## Referring expression pointing data
+===+
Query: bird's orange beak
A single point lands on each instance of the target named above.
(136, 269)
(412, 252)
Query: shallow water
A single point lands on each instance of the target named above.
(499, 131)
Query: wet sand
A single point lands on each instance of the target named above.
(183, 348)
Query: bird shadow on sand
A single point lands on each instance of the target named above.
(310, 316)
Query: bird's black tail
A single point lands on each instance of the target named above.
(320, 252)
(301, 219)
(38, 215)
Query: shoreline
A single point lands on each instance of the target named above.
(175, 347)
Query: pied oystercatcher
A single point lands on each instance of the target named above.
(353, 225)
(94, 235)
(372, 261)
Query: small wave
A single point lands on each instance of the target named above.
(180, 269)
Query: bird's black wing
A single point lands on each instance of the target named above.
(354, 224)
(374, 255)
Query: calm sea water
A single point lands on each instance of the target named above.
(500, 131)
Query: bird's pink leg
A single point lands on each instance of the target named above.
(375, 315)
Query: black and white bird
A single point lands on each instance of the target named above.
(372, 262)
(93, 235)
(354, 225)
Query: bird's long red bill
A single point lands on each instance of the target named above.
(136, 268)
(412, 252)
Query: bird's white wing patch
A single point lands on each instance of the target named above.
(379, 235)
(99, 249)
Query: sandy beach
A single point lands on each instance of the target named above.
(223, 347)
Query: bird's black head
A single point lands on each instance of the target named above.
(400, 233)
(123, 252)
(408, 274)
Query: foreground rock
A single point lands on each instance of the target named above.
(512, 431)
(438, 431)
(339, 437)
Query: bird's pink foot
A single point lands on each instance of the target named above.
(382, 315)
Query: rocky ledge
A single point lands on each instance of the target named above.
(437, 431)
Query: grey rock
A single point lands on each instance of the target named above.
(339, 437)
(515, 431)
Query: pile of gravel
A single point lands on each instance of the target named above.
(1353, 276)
+===+
## Task goal
Reply with the number of lines in the data that include the string "wing" and nothing else.

## Output of the task
2